--- START ---

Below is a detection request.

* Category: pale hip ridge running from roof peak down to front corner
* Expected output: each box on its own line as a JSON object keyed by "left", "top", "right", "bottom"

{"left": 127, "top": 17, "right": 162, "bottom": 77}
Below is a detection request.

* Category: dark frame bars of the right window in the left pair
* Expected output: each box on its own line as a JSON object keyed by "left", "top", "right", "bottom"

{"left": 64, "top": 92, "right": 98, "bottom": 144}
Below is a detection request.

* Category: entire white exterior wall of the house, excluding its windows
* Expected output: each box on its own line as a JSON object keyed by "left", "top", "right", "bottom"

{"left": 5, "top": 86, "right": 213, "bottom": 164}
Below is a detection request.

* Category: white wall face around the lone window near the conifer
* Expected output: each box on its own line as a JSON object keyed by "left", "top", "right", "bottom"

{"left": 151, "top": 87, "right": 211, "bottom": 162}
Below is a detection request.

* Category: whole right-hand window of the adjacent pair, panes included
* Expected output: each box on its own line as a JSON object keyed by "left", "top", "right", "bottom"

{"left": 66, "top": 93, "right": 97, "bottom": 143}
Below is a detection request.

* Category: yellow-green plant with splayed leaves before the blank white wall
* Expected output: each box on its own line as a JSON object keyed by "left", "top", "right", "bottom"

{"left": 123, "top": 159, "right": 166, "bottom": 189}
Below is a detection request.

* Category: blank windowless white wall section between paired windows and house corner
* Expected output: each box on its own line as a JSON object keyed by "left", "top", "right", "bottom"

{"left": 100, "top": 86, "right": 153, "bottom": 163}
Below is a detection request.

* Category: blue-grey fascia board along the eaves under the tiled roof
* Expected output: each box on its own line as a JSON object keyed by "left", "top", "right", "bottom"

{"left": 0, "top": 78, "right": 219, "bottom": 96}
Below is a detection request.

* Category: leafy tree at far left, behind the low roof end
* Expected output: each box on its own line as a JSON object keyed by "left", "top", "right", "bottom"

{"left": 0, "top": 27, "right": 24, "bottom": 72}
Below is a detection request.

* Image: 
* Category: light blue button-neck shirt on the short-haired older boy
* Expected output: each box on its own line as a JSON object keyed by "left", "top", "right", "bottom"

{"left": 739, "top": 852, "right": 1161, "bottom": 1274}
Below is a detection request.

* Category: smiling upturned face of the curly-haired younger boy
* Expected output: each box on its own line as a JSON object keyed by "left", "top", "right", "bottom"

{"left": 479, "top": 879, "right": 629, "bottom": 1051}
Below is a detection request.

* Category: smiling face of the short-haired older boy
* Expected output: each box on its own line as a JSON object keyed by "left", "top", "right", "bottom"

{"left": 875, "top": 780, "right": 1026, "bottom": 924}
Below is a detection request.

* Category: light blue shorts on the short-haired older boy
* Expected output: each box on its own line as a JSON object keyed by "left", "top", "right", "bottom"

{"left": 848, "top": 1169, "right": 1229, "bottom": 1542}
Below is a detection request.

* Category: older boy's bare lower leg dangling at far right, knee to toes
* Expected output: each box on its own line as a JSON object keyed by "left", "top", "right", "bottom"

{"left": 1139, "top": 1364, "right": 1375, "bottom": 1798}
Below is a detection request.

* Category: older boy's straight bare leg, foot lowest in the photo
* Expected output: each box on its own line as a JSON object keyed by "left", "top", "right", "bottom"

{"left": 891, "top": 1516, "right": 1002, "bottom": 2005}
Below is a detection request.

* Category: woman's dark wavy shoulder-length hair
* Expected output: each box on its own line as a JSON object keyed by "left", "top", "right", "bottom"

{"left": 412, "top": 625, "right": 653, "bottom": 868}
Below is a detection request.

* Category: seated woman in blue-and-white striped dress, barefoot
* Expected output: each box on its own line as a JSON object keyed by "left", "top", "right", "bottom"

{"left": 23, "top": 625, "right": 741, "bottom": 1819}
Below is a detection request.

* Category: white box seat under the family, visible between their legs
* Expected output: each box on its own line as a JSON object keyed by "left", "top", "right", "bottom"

--- END ---

*Work required:* Your answer should be an exact transcription of the data above.

*Output for this exercise:*
Below is a detection request.

* Category: pale hip ridge running from roof peak down to front corner
* Expected output: each box on its own line as a JSON object keyed by "left", "top", "right", "bottom"

{"left": 127, "top": 17, "right": 162, "bottom": 77}
Below is a detection request.

* Category: dark frame bars of the right window in the left pair
* Expected output: each box on its own line as a JSON object keyed by "left", "top", "right", "bottom"

{"left": 64, "top": 92, "right": 98, "bottom": 144}
Below is a detection request.

* Category: entire white exterior wall of the house, excluding its windows
* Expected output: each box on its own line as a JSON object keyed by "left", "top", "right", "bottom"

{"left": 5, "top": 86, "right": 213, "bottom": 164}
Below is a detection request.

* Category: white wall face around the lone window near the conifer
* Expected output: each box on its own line as a JSON object keyed by "left", "top", "right", "bottom"

{"left": 151, "top": 87, "right": 211, "bottom": 162}
Below is a detection request.

* Category: whole right-hand window of the adjacent pair, panes included
* Expected output: each box on its own line as a JSON object keyed by "left", "top", "right", "bottom"

{"left": 66, "top": 93, "right": 97, "bottom": 143}
Below is a detection request.

* Category: yellow-green plant with splayed leaves before the blank white wall
* Expected output: each box on its own line as a JSON object keyed by "left", "top", "right", "bottom"

{"left": 123, "top": 159, "right": 166, "bottom": 189}
Below is a detection request.

* Category: blank windowless white wall section between paired windows and house corner
* Expected output: each box on its own line as a JSON object keyed by "left", "top", "right", "bottom"

{"left": 100, "top": 86, "right": 153, "bottom": 163}
Below is a detection request.

* Category: blue-grey fascia board along the eaves under the tiled roof
* Expected output: each box on its own line as a JSON object keyed by "left", "top", "right", "bottom"

{"left": 0, "top": 78, "right": 219, "bottom": 96}
Below is a detection request.

* Category: leafy tree at far left, behind the low roof end
* Expected output: each box on its own line as a JSON object keyed by "left", "top", "right", "bottom"

{"left": 0, "top": 27, "right": 24, "bottom": 72}
Below is a detection request.

* Image: 
* Category: light blue button-neck shirt on the short-haired older boy
* Expected output: each box on its own line as a JSON object keyed by "left", "top", "right", "bottom"

{"left": 739, "top": 852, "right": 1161, "bottom": 1274}
Below is a detection request.

* Category: smiling upturned face of the curly-haired younger boy
* Expected output: each box on its own line as a JSON object keyed by "left", "top", "right", "bottom"

{"left": 479, "top": 879, "right": 629, "bottom": 1051}
Below is a detection request.

* Category: smiling face of the short-haired older boy
* Expected output: each box on its own line as a JSON object keyed by "left", "top", "right", "bottom"

{"left": 875, "top": 780, "right": 1026, "bottom": 924}
Below is a detection request.

* Category: light blue shorts on the short-haired older boy
* Expected output: each box on its own line as a JSON object keyed by "left", "top", "right", "bottom"

{"left": 848, "top": 1169, "right": 1229, "bottom": 1542}
Below is a detection request.

* Category: older boy's bare lower leg dangling at far right, knee to toes
* Expected output: each box on its own line as a JSON object keyed by "left", "top", "right", "bottom"

{"left": 1139, "top": 1364, "right": 1375, "bottom": 1798}
Below is a detection request.

* Category: older boy's straight bare leg, foot lowest in the photo
* Expected output: each box on its own line as a JSON object keyed by "left", "top", "right", "bottom"

{"left": 891, "top": 1516, "right": 1002, "bottom": 2005}
Below is a detection request.

* Category: woman's dark wavy shoulder-length hair
* Expected output: each box on its own line as a JSON object keyed by "left", "top", "right", "bottom"

{"left": 412, "top": 625, "right": 653, "bottom": 868}
Below is a detection request.

* Category: seated woman in blue-and-white striped dress, barefoot
* Expected output: each box on its own line as a JSON object keyed by "left", "top", "right", "bottom"

{"left": 23, "top": 625, "right": 741, "bottom": 1819}
Below is a detection request.

* Category: white box seat under the family, visible between their legs
* Expected output: each box on its own line as a JSON object keyed by "left", "top", "right", "bottom"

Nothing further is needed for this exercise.